### EXERCISE:
Whatever appears in the records, write it out again exactly.

(Data excerpts)
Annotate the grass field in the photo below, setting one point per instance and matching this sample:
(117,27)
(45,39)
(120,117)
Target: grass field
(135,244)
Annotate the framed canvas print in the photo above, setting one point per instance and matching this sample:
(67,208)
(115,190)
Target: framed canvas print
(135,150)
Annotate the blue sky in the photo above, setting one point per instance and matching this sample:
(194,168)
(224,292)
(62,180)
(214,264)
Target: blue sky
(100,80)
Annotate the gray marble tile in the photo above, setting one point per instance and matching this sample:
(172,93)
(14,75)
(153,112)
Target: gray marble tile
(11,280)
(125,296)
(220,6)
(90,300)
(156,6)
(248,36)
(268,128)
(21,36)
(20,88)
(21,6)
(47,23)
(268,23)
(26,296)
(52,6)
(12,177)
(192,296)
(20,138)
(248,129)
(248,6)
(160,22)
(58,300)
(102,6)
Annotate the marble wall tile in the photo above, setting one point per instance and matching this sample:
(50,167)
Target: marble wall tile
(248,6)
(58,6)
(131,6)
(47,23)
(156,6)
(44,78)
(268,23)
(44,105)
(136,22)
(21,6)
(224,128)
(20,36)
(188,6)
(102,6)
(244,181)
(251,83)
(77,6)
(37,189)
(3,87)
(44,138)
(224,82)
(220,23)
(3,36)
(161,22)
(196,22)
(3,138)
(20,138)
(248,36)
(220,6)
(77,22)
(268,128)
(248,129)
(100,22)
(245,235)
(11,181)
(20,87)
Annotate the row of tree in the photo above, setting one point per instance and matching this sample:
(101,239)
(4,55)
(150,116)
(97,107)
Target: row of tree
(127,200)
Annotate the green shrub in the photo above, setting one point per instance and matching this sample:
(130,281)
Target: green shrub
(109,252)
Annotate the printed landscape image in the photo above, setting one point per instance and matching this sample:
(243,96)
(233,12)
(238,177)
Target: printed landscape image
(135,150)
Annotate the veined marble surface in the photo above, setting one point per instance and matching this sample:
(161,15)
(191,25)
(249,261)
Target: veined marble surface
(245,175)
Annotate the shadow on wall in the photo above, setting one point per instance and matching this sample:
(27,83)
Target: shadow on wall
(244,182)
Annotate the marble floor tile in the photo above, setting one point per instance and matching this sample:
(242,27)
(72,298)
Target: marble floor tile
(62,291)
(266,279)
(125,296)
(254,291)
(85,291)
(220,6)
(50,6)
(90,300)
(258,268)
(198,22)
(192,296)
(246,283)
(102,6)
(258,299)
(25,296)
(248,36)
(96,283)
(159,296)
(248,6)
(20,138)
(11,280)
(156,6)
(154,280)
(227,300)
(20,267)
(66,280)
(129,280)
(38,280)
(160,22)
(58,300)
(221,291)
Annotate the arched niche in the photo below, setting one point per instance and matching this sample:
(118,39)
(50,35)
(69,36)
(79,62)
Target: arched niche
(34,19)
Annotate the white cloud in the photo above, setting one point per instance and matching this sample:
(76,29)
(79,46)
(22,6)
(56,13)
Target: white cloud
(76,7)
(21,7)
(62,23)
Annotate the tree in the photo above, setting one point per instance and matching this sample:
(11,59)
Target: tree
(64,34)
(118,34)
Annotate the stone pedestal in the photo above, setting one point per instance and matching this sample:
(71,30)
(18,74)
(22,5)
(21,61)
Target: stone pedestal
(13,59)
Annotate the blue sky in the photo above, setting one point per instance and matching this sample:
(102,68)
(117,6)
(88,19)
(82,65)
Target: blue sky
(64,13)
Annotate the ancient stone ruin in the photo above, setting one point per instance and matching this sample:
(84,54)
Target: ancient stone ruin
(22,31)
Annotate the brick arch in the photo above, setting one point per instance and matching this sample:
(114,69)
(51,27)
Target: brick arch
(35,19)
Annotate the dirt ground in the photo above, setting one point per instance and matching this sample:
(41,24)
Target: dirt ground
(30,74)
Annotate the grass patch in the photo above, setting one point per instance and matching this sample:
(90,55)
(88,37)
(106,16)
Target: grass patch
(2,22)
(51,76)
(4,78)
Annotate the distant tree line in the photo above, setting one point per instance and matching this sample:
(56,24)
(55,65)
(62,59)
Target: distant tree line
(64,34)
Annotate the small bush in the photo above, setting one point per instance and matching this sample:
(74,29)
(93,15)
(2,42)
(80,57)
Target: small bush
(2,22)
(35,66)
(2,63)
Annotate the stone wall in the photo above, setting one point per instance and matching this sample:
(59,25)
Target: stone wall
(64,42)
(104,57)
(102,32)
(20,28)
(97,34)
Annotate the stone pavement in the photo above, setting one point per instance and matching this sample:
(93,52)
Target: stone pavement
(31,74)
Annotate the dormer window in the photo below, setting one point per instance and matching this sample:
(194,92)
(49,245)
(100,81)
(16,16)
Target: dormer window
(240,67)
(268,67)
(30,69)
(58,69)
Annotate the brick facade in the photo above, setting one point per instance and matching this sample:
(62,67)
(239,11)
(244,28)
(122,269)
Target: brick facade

### ANSWER BELOW:
Annotate the grass field in the photo below, setting one point per instance and matching this sample:
(117,27)
(45,39)
(120,117)
Target: grass field
(135,244)
Annotate the framed canvas print in the photo above, setting one point per instance and matching this sample:
(67,208)
(115,190)
Target: framed canvas print
(135,150)
Annotate the blue sky in the photo above, setting one point per instance and matching this sample:
(194,168)
(224,292)
(62,180)
(214,264)
Target: blue sky
(100,80)
Annotate the gray marble tile in the photo above, setting one point per instance and matching this sample:
(172,93)
(14,75)
(153,112)
Target: gray marble tile
(11,280)
(125,296)
(220,6)
(90,300)
(156,6)
(248,36)
(268,128)
(21,36)
(20,88)
(21,6)
(47,23)
(268,23)
(26,296)
(52,6)
(12,177)
(192,296)
(20,138)
(248,129)
(248,6)
(160,22)
(58,300)
(102,6)
Annotate the marble wall tile in the photo above, setting one point per instance and matching this sample:
(50,167)
Target: marble wall tile
(248,6)
(58,6)
(131,6)
(47,23)
(156,6)
(44,78)
(268,23)
(44,105)
(136,22)
(21,6)
(224,128)
(20,36)
(188,6)
(102,6)
(244,181)
(251,83)
(77,6)
(37,189)
(3,87)
(44,138)
(224,82)
(220,23)
(3,36)
(161,22)
(196,22)
(3,138)
(20,138)
(248,36)
(220,6)
(77,22)
(268,128)
(248,129)
(100,22)
(245,235)
(11,181)
(20,87)
Annotate the row of tree in the photo above, setting one point per instance and matching this sample:
(101,239)
(4,55)
(150,116)
(97,107)
Target: row of tree
(127,200)
Annotate the green shrub in the photo above, setting one point per instance and matching this sample:
(130,281)
Target: green shrub
(109,252)
Annotate the printed landscape image in the photo above, setting one point per instance and matching this sample:
(243,96)
(233,12)
(238,177)
Target: printed landscape image
(135,150)
Annotate the veined marble surface in the photo above, setting one point per instance and matching this sample:
(161,15)
(191,25)
(249,261)
Target: veined marble surface
(245,175)
Annotate the shadow on wall in the photo above, setting one point per instance and matching this sample:
(27,83)
Target: shadow on wall
(244,182)
Annotate the marble floor tile in the photo above, setting one point per instance and matching this sample:
(242,27)
(72,298)
Target: marble floor tile
(62,291)
(266,279)
(125,296)
(254,291)
(85,291)
(220,6)
(50,6)
(90,300)
(258,268)
(198,22)
(192,296)
(246,283)
(102,6)
(258,299)
(25,296)
(248,36)
(96,283)
(159,296)
(248,6)
(20,138)
(11,280)
(156,6)
(154,280)
(227,300)
(20,267)
(66,280)
(129,280)
(38,280)
(160,22)
(58,300)
(221,291)
Annotate the arched niche in the photo below, setting one point per instance and matching this sample:
(118,39)
(50,35)
(69,36)
(79,62)
Target: arched niche
(34,19)
Annotate the white cloud in the photo above, setting one point per instance and matching this sample:
(76,29)
(79,46)
(22,6)
(56,13)
Target: white cloud
(76,7)
(21,7)
(62,23)
Annotate the tree in the photo above, setting one point per instance and matching this sample:
(11,59)
Target: tree
(64,34)
(118,34)
Annotate the stone pedestal in the photo above, setting one point per instance and matching this sample:
(71,30)
(18,74)
(22,5)
(21,61)
Target: stone pedestal
(13,59)
Annotate the blue sky in the photo above, setting one point per instance and matching this sample:
(102,68)
(117,6)
(88,19)
(82,65)
Target: blue sky
(64,13)
Annotate the ancient stone ruin in the photo above, setting one point per instance and matching this sample:
(84,54)
Target: ancient stone ruin
(22,31)
Annotate the brick arch in the photo above, setting one point per instance and matching this sample:
(114,69)
(51,27)
Target: brick arch
(35,19)
Annotate the dirt ground in the photo above, setting one point per instance and matching this sample:
(41,24)
Target: dirt ground
(30,74)
Annotate the grass patch in the photo above, setting one point per instance and matching this sample:
(90,55)
(88,37)
(106,16)
Target: grass patch
(2,22)
(51,76)
(4,78)
Annotate the distant tree line in the photo above, setting one point per instance and matching this sample:
(56,24)
(55,65)
(62,59)
Target: distant tree line
(64,34)
Annotate the small bush in the photo above, setting one point per instance and matching this sample:
(74,29)
(93,15)
(2,42)
(80,57)
Target: small bush
(2,22)
(35,66)
(2,63)
Annotate the stone wall in the photo above, setting one point per instance and matching this sample:
(59,25)
Target: stone wall
(64,42)
(104,57)
(102,32)
(20,28)
(97,34)
Annotate the stone pavement in the photo above, setting one point per instance and matching this sample:
(93,52)
Target: stone pavement
(31,74)
Annotate the dormer window in the photo below, setting one point per instance and matching this sample:
(194,92)
(49,245)
(100,81)
(16,16)
Target: dormer window
(240,67)
(268,67)
(30,69)
(58,69)
Annotate the brick facade in the photo above, setting one point per instance and matching this sample:
(62,67)
(239,11)
(244,28)
(122,269)
Target: brick facade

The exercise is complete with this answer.